§ **REQUIRED WORK**:
Reproduce word for word the lines of the listing below, beginning with the line that contains "Every instance of the distant buildings" and running through the line that contains "Every instance of the resort", both of those lines included.

§ **EXTRACTED MATERIAL**:
··········

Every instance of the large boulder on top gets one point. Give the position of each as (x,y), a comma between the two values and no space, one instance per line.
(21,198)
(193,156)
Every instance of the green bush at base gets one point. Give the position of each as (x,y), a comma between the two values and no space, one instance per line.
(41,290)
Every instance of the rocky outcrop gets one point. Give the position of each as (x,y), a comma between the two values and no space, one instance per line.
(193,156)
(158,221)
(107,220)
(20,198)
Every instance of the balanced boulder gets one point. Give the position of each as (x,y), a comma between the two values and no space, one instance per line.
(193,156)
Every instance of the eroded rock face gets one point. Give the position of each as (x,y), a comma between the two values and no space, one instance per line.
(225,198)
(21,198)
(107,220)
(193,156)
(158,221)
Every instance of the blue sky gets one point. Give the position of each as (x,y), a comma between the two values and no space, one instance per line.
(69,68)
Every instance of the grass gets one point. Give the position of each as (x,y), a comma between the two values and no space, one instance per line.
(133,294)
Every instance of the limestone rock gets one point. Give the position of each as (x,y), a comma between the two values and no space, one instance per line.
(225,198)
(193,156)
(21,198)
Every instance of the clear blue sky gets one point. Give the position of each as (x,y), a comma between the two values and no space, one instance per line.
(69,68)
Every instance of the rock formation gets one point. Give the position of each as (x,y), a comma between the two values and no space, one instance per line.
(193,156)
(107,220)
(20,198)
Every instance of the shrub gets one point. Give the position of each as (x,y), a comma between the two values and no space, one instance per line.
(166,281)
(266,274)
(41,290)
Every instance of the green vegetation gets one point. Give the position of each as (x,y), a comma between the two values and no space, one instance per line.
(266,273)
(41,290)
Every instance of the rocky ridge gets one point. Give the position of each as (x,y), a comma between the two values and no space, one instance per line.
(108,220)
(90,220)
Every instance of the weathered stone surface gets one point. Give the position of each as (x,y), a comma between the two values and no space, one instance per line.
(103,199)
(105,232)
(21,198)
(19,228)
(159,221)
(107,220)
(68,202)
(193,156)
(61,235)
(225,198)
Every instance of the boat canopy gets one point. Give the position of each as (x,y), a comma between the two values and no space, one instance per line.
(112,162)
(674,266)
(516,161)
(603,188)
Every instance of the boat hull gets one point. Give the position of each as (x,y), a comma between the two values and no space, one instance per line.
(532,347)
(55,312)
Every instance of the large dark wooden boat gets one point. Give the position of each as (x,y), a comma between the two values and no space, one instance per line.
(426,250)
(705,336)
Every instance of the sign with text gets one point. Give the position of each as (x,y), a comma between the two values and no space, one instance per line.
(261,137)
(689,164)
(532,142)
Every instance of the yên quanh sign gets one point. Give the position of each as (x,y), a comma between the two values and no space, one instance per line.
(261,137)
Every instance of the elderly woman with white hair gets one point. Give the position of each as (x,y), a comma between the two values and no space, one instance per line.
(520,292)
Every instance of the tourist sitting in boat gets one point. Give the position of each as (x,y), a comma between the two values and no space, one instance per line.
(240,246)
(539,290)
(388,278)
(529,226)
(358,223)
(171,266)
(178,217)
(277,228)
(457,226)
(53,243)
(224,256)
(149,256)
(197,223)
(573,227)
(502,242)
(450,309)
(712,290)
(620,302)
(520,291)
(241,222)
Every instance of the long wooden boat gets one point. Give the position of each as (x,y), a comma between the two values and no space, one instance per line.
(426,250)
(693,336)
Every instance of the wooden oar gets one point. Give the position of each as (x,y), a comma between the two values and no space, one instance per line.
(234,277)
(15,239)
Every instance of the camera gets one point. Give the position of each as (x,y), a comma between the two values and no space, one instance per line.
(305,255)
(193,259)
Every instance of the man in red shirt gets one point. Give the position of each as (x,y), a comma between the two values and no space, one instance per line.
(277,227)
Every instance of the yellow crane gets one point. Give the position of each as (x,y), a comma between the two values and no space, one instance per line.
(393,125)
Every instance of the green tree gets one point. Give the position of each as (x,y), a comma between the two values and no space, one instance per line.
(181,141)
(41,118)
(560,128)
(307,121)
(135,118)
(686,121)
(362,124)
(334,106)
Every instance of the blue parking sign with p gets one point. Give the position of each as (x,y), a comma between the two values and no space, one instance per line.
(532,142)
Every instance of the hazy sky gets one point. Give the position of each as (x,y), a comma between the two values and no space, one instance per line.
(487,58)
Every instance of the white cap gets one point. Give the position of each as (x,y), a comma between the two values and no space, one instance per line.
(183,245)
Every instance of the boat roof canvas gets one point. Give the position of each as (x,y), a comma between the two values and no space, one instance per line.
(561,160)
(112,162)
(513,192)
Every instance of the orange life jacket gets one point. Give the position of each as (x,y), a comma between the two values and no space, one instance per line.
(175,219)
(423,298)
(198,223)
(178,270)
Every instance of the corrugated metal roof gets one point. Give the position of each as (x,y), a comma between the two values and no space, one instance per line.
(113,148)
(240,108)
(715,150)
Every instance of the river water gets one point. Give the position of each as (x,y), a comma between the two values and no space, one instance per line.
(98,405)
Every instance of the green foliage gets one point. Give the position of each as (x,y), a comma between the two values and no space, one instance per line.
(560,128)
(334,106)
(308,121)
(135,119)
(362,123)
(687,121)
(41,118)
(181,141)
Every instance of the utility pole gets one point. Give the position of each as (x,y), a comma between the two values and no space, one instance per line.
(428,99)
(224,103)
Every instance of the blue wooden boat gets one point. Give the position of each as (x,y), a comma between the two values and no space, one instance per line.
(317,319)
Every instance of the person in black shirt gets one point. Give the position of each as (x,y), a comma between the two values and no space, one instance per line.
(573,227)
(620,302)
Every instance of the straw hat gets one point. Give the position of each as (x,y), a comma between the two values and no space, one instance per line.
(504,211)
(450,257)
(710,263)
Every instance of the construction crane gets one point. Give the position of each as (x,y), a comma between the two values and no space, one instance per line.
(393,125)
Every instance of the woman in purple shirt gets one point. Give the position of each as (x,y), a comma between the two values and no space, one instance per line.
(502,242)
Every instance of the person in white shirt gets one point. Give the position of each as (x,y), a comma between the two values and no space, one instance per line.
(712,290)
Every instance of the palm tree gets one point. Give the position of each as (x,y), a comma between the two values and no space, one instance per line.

··········

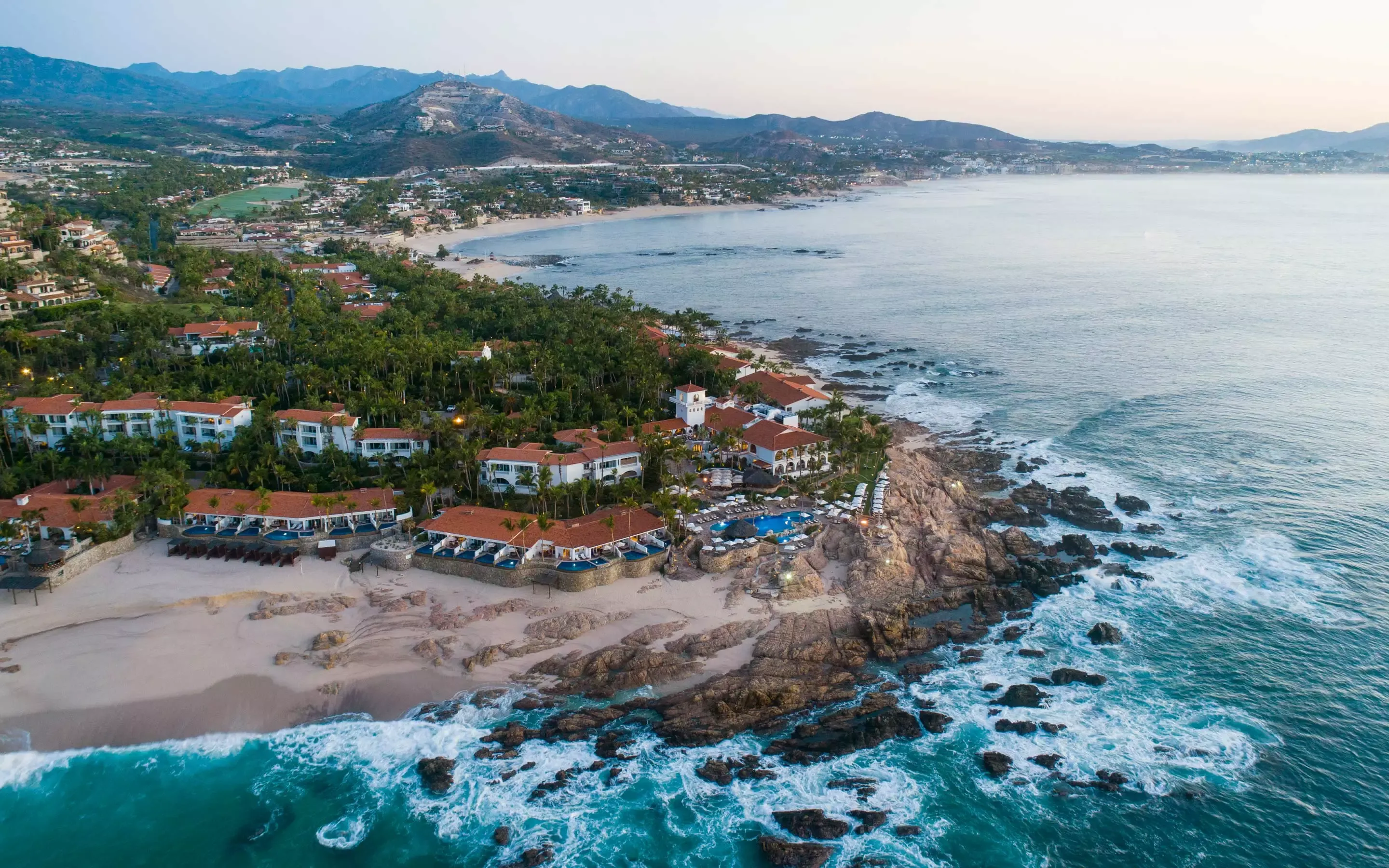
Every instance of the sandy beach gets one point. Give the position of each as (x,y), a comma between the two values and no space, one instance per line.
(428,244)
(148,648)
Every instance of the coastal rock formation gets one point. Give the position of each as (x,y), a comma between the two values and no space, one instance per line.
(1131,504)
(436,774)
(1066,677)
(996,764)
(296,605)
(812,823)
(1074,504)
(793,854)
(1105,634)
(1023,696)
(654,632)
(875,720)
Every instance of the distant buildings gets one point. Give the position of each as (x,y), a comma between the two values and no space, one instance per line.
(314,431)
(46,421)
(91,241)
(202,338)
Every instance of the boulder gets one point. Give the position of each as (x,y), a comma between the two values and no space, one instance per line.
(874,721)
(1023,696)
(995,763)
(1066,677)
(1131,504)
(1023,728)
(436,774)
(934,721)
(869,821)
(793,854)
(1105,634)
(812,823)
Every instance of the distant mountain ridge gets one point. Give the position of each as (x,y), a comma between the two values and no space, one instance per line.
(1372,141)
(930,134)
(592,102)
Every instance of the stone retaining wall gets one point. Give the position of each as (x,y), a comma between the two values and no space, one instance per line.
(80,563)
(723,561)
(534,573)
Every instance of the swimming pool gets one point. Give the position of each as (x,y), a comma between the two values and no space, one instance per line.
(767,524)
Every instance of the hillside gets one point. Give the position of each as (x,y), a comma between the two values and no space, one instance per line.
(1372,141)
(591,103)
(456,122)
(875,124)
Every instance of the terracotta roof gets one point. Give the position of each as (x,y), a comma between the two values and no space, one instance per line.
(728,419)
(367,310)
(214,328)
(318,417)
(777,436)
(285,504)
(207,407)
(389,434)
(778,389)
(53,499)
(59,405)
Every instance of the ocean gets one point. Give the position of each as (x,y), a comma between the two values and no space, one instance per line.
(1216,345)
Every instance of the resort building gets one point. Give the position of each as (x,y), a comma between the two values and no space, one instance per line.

··········

§ **SOLUTION**:
Every instance of the distant buildings gets one point. Give the position of each as (x,y), a comma between the two values and no space, one instance per line.
(314,431)
(46,421)
(91,241)
(202,338)
Every instance of the boulder gets one point. Give the position of each as (x,y), a comma between the two values and no space, one instance per line.
(874,721)
(1023,696)
(995,763)
(1066,677)
(1131,504)
(1023,728)
(436,774)
(934,721)
(869,821)
(793,854)
(1105,634)
(812,823)
Every instance of the distant mountain ridge gets one point. Give the position of each as (x,y), a comma between the two values and no space, one instance per line.
(1372,141)
(930,134)
(592,102)
Every instance of the stone retaining wall gets one point. Give the position of each as (x,y), a comma between the two values and no space, one instance per line.
(80,563)
(723,561)
(534,573)
Every instance of the swimming pool gets one point. Give the position of each as (x,y), a comma between the two values and no space, one instance per line.
(767,524)
Every instance of the hillside gets one point. Give the position of each as (x,y), a comma between the two values and no space, one instance per line.
(1372,141)
(591,103)
(456,122)
(875,124)
Every instance of the terracotta roof gets one point. Give the position of each as (x,y), a comma between the two values and no space, one instance per line.
(728,419)
(367,310)
(214,328)
(318,417)
(777,436)
(285,504)
(207,407)
(389,434)
(778,389)
(53,499)
(59,405)
Every instance of the ocean gets one point. Give the position of each as (x,y), a comma between the two values and no space, one instance per line.
(1216,345)
Every instance of the resort building gets one point. Give the position of each as (x,y), a comma between the two values and no space, one instance per line.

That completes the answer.